The sisters are part of a group called "little migratory birds" -- children left behind in their countryside home who travel to cities to meet their parents during the holidays.

The sisters' parents work in a factory in Fuzhou, southeast Chinas Fujian Province, over 2,000 kilometers away from their hometown Mujiangchong village, Longchang city, southwest China's Sichuan Province.

In the previous years, their parents, like millions of migrant workers, would go back home for family gatherings. This year, grandma decided to travel east with her grandchildren for new year.

Currently there are 6.97 million "left-behind" children in China, whose parents have moved away from home to pursue higher salaries in more well-off regions.

BITTERSWEET HOME

Tucked among endless small hills, rice paddies in Longchang produce meager yields, forcing many villagers to travel away from home for a better income.

Left behind under their grandma's care, the two sisters live a tranquil life, playing hopscotch around their house or wondering in the fields picking wild flowers.

But they miss their parents lots, longing for summer and winter vacations when the family can be together for a short period of time.

"When I miss them, I like to play in daddy and mommy's bedroom upstairs because it feels as if they are there," Shiyun, 9, said.

When she cannot contain the loneliness, she calls her parents. "They said they missed me too, and told me to study hard and take care of my grandma and little sister."

She has never let her parents down. As class monitor, she is the best student in class. The wall of their living room is covered with 19 awards she won from school, along with eight earned by her younger sister.

Shiyun is also a good farm hand. She helps her grandma do household chores, keeping chicken and ducks, harvesting sweet potatoes and drying grain in the sun.

I MISS YOU, MOMMY

At 4 p.m. they hit the road, carrying bulging bags loaded with farm specialties such as dried bamboo shoots and glass noodles.

Although high-speed trains have greatly slashed travel time for many Chinese, it is still an arduous journey to travel from the countryside in the southwest to the eastern coast.

First, they take a bus to the nearby Chongqing Municipality, where they spent a night before boarding the high-speed train to Fuzhou. The train is sparsely occupied, as the travel rush ahead of the new year is mostly an exodus from coastal areas to the countryside inland.

However, a reversal has emerged with more people choosing to gather with their family in the big cities, as they found that trips from home to the cities could be much cheaper and the traditional thinking that new year should be celebrated in hometowns is changing.

# [Instructions]
1 – According to the article on left-behind children, how many such children are there in China?
2 – Rewrite the stretch of the article on left-behind children from "In the previous" through "a better income.", swapping "grandma" for "grandmother".

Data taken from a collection

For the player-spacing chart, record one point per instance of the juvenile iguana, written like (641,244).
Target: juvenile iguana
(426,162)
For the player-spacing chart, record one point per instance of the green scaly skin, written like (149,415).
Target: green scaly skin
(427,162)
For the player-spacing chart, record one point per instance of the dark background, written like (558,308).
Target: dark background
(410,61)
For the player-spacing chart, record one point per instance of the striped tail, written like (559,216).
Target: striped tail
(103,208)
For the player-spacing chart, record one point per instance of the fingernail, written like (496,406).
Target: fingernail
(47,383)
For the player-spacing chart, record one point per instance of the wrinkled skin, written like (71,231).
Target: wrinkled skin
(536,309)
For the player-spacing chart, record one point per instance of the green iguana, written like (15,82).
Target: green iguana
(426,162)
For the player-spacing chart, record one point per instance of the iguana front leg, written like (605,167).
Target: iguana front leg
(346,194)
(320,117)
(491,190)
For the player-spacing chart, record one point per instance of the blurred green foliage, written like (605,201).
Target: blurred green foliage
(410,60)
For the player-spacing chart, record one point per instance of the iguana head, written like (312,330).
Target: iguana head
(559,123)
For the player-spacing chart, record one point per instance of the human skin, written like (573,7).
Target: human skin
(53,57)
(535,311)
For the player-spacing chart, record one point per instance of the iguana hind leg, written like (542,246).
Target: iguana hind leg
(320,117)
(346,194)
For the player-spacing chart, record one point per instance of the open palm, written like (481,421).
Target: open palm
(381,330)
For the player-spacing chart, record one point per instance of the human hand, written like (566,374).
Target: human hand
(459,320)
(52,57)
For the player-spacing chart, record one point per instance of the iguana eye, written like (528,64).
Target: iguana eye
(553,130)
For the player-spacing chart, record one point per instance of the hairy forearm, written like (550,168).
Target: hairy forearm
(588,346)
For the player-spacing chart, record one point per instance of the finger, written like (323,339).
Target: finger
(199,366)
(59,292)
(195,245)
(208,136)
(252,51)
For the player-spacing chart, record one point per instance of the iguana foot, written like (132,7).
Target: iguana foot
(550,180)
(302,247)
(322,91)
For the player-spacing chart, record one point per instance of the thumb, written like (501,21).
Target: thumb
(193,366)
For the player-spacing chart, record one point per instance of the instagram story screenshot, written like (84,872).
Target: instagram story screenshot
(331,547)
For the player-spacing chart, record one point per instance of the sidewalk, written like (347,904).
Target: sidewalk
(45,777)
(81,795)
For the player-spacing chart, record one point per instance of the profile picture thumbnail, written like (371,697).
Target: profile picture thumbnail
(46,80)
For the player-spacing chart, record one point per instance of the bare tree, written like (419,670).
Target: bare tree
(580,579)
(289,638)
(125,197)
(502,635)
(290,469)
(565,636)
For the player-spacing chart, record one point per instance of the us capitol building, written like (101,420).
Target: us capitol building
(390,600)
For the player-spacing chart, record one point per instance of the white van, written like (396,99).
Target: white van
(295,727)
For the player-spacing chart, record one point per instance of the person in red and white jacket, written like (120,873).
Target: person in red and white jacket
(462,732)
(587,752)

# [Expected answers]
1 – 6.97 million

2 –
In the previous years, their parents, like millions of migrant workers, would go back home for family gatherings. This year, grandmother decided to travel east with her grandchildren for new year.

Currently there are 6.97 million "left-behind" children in China, whose parents have moved away from home to pursue higher salaries in more well-off regions.

BITTERSWEET HOME

Tucked among endless small hills, rice paddies in Longchang produce meager yields, forcing many villagers to travel away from home for a better income.